掲載文
★ ★ ★

また、NOx浄化触媒が活性化しているときに、NOx捕捉触媒に捕捉されたNOxを随時放出するため、多量のNOxがNOx捕捉触媒に捕捉されたままの状況を回避でき、高いNOx捕捉性能を維持できる。
【0011】
また、本発明では、前記排気通路内を流通する排気の流量を検出または推定する排気流量検出手段(例えば、後述のエアフローセンサ93、ECU7)と、前記排気流量検出手段により検出または推定された排気流量が少ないほど、前記活性温度領域を拡大する補正手段(例えば、後述のECU7)と、をさらに備えることが好ましい。
【0012】
排気通路内を流通する排気の流量が少ないほど、排気の速度が遅いため、NOx浄化反応はより進行する。このため、排気流量が少ないほど、NOx浄化触媒におけるNOx捕捉能が高く、NOx浄化率も高い。そこで、この発明では、排気流量が少ないときほど、NOx浄化触媒の活性温度領域を拡大する補正をする。これにより、排気流量に応じて、NOx浄化触媒が活性温度領域にあるか否かをより正確に判定できるため、NOx捕捉触媒で捕捉したNOxをより適切なタイミングで放出でき、より確実にNOx浄化触媒で浄化できる。
なお、「活性温度領域」とは、ある一定値以上のNOx浄化率が得られる温度領域を意味する。

★ ★ ★

データ部分
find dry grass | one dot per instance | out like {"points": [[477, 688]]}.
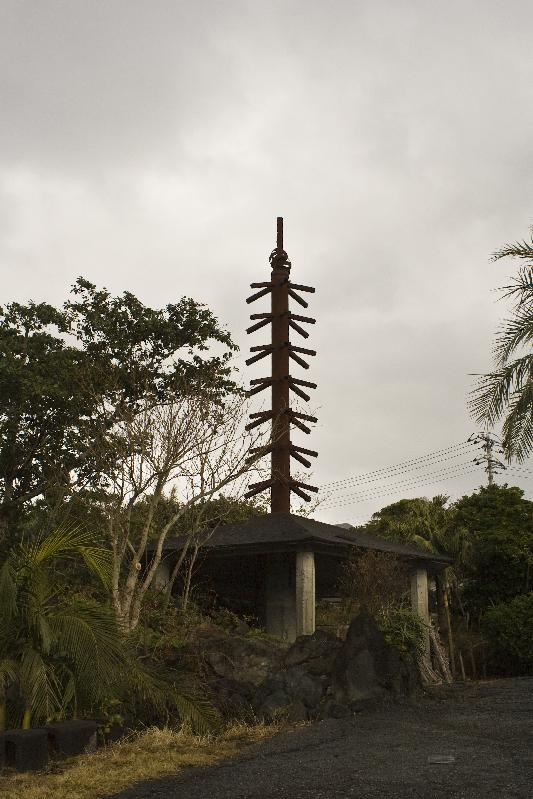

★ ★ ★

作業内容
1. 掲載文によれば、「活性温度領域」とは何を意味するか。
2. 掲載文のうち「排気通路内を流通する排気の流量が少ないほど」で始まる段落を、主な事実を残して短くまとめよ。

回答一覧
1. ある一定値以上のNOx浄化率が得られる温度領域を意味する。

2. 排気流量が少ないほど排気の速度が遅く、NOx浄化反応がより進むため、NOx浄化触媒のNOx捕捉能とNOx浄化率が高くなる。そこでこの発明では、排気流量が少ないときほど活性温度領域を拡大するよう補正する。これにより、NOx浄化触媒が活性温度領域にあるか否かをより正確に判定できる。その結果、NOx捕捉触媒で捕捉したNOxをより適切なタイミングで放出し、NOx浄化触媒でより確実に浄化できる。